Explanation: SBA has established two long term outcome measures based on Urban Institute Studies and those measures are Job Created/Retained and Revenue Growth. SBA has also established four annual output measures to be in alignment with the Agency's FY2008-FY2013 Strategic Plan and those measures are Loan Approvals, Loan Funded, Small Business Assisted and Loans in Underserved Markets. SBA also has established the efficiency measures and they are Unit Cost per small businesse assisted and Unit Cost per loan funded.

Evidence: SBA FY2008-F2013 Strategic Plan.

YES 12%
2.4

Does the program have baselines and ambitious targets for its annual measures?

Explanation: Aggressive numeric goals are established each year. For example, the increase in the number of loans approved between fiscal years 2005 and 2006 was less than 2%. The goal established in the fiscal year 2008 Performance Budget is 98,835 or an increase of over 9% from FY 2006, the last year for which actual data is available.

Evidence: FY 2008 Performance Budget. Weekly performance reports. Measures tab.

YES 12%
2.5

Do all partners (including grantees, sub-grantees, contractors, cost-sharing partners, and other government partners) commit to and work toward the annual and/or long-term goals of the program?

Explanation: The Office of Capital Access (OCA) partners with SBA district offices to achieve its performance goals. OCA forms part of the Goals Team. This is the team that sets the goals for the district offices and through it OCA and the district offices coordinate their efforts and enjoin the lender partners to meet the annual and/or long-term goals of the program.

Evidence: The Goals Team meets every year to establish the goals for the district offices. These goals are tracked through the agency's Execution Scorecard. The annual performance of the district offices is measured against their goals, and a rank is established according to their success achieving them. An OCA Scorecard tracking report was developed to identify on a weekly basis SBA's progress towards its goals.

YES 12%
2.6

Are independent evaluations of sufficient scope and quality conducted on a regular basis or as needed to support program improvements and evaluate effectiveness and relevance to the problem, interest, or need?

Explanation: In 2007, SBA completed an independent study on program duplication (the results of which are summarized under question 1.3). The Urban Institute is completing a performance assessment to measure the performance of firms assisted through the 7(a), 504, & SBIC Debenture programs. In 2000, SBA completed a study, in conjunction with the Bureau of Labor Statistics (BLS), investigating small businesses that have received financing from SBA partners. In the future, SBA will be conducting an evaluation of the number of jobs per dollars financed which will serve two goals: 1) expand existing data from SBA's 2000 study and provide additional data to validate current program statistics; and 2) verify the accuracy of data submitted to the Agency by small businesses.

- - - - -

-- To be done --
A: In the SBA program assessment above, condense the paragraph beginning "Explanation: Aggressive numeric goals are established each year" into a short bulleted list that keeps its key figures.
B: According to the SBA program assessment, which two long-term outcome measures did SBA establish based on Urban Institute studies?
C: Go on with the SBA program assessment from its final sentence, in the same style.

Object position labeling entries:
- - - - -

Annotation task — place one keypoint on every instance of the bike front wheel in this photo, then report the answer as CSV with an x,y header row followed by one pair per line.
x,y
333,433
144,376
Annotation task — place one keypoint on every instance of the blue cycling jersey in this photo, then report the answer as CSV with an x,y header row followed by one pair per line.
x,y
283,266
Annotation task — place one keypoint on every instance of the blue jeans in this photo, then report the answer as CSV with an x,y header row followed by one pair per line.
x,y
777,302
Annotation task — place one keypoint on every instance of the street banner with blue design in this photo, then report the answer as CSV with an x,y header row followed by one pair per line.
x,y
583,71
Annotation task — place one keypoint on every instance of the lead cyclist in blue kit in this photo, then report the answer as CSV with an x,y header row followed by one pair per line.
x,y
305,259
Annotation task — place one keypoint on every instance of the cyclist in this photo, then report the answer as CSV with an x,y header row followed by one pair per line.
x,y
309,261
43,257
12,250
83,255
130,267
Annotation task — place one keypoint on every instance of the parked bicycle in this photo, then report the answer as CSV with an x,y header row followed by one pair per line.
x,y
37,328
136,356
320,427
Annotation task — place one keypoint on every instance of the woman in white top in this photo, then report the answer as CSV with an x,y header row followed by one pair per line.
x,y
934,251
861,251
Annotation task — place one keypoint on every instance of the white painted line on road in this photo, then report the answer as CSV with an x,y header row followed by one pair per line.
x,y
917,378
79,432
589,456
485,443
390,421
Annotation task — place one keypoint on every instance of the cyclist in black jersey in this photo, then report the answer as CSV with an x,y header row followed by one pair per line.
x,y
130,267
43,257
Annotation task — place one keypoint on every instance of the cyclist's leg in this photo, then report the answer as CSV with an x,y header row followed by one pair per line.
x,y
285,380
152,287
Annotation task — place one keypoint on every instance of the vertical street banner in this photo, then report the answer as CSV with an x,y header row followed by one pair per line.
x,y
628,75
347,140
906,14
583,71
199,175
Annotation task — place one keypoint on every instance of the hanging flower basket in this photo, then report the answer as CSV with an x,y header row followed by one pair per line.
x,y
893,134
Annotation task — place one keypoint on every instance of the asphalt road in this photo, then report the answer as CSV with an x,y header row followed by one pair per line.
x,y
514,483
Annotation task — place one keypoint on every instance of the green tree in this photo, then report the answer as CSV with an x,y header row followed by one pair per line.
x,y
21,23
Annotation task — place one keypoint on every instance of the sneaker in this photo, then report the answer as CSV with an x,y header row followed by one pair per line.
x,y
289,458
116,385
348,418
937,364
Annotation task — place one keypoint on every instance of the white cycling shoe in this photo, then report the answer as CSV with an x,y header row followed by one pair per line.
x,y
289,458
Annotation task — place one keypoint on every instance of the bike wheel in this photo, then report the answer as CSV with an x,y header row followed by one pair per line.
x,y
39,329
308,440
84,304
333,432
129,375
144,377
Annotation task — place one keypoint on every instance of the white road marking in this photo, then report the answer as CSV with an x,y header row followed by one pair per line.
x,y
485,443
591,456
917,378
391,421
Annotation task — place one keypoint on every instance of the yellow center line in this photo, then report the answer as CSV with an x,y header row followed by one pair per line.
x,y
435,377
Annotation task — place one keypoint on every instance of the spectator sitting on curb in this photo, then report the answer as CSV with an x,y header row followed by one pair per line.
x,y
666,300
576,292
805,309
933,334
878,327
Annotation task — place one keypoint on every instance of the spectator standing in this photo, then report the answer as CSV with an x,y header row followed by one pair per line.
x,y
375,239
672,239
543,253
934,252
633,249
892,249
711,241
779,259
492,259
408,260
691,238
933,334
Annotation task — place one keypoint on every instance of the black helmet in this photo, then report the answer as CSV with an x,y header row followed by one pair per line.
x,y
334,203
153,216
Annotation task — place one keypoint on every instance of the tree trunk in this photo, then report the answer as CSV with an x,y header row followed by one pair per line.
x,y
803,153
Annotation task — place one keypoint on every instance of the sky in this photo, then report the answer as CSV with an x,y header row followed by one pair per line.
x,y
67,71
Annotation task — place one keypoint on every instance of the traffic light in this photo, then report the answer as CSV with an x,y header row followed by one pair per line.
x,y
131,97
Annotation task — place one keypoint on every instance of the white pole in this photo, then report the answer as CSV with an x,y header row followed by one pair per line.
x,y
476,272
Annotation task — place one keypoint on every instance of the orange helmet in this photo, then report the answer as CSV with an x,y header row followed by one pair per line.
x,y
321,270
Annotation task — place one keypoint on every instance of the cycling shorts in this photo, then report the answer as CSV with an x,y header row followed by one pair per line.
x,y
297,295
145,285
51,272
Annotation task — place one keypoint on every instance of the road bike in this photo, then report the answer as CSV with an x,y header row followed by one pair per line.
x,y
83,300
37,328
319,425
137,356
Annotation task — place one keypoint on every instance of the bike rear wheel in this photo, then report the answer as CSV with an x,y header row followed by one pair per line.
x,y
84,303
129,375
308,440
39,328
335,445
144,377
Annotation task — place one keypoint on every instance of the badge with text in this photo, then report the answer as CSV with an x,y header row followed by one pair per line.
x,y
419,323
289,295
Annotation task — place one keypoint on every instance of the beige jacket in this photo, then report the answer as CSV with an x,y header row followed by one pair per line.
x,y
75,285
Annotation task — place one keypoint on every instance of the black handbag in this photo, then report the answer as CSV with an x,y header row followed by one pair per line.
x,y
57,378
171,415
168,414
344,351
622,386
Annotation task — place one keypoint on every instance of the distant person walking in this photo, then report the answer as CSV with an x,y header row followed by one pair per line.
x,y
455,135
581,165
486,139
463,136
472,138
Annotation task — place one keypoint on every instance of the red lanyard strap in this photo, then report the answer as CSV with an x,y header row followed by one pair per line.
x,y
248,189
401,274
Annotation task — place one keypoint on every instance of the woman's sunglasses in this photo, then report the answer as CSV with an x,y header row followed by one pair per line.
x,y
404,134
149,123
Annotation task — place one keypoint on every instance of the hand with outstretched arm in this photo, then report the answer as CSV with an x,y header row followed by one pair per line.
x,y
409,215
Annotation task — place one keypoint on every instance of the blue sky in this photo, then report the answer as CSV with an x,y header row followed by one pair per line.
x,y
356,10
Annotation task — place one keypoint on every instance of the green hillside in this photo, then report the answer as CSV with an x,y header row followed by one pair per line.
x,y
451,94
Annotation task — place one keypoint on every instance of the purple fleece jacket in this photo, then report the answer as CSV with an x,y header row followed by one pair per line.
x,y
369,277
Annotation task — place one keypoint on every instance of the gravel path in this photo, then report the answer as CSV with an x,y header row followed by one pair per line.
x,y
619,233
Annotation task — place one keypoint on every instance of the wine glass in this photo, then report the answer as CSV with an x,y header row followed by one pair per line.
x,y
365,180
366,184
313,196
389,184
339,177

- - - - -

-- Results by task --
A:
- Aggressive numeric goals are set every year.
- Loan approvals rose by less than 2% between fiscal years 2005 and 2006.
- The FY 2008 Performance Budget goal is 98,835 loans approved, over 9% above FY 2006, the latest year with actual data.

B: Job Created/Retained and Revenue Growth.

C:
Evidence: Urban Institute Duplication study, Urban Institute Work Plan (dated 11/13/2006), Bureau of Labor Statistics study and new study will serve to validate the data that is gathered from the 7(a) applications on each borrower by comparing data received by SBA with data gathered independently.

YES 12%
2.7

Are Budget requests explicitly tied to accomplishment of the annual and long-term performance goals, and are the resource needs presented in a complete and transparent manner in the program's budget?

Explanation: Each year the Agency delivers an integrated budget request and performance plan. The budget request is based on the annual and long-term performance goals. This request represents a total of the resources that is needed for the program.

Evidence: SBA Annual Performance Budget submissions, and the Five Year Strategic plan.

YES 12%
2.8

Has the program taken meaningful steps to correct its strategic planning deficiencies?

Explanation: SBA's Strategic Plan for the 7(a) Program addresses job creation, assisting new business start-ups and reaching underserved markets.

Evidence: SBA 's Budget Request and Performance Plan for Fiscal Year 2008.

YES 12%
Section 2 - Strategic Planning Score 88%
Section 3 - Program Management
Number Question Answer Score
3.1

Does the agency regularly collect timely and credible performance information, including information from key program partners, and use it to manage the program and improve performance?

Explanation: The Offices of Capital Access (OCA) and Chief Financial Officer (CFO) collaborate on four fronts to ensure performance dat is used to manage the program: 1. Re-established the Risk Subcommittee (comprising Capital Access and CFO) to maintain a line of communication between the two offices. The Risk Subcommittee meets monthly to review program data and trend analysis. 2. Implementation of the Lender Loan Monitoring System (L/LMS) which provides broad portfolio analysis capabilities to track performance of lenders. 3. Benchmark and track the losses in the portfolio against what was budgeted to eliminate surprises and improve forecasts. 4. Adoption of an econometric model that allows the Agency to better predict portfolio performance.

Evidence: SBA maintains performance date on each lender through the Office of Lender Oversight. SBA reviews up to 30 percent of each lender's portfolio of SBA loans to check compliance with Agency requirements. SBA annually re-computes its 7(a) Subsidy Rate to reflect current conditions.

YES 11%
3.2

Are Federal managers and program partners (including grantees, sub-grantees, contractors, cost-sharing partners, and other government partners) held accountable for cost, schedule and performance results?

Explanation: SBA employees' personnel appraisal requirements are linked directly to agency and program goals. Additionally, lenders who perform well and whose processing activity meets or exceeds a specific benchmark can receive delegated credit (and eligibility in certain cases) authority from SBA. If the portfolio begins to underperform (as measured by the Office of Lender Oversight's lender and loan monitoring system), the lender risks losing its delegated status. If a lender loses its delegated status, it must submit its loans for both credit and eligibility determinations by SBA. Suspension from participation is also a risk for underperforming lenders.

Evidence: Personnel plans. Standard Operating Procedures. Regulations.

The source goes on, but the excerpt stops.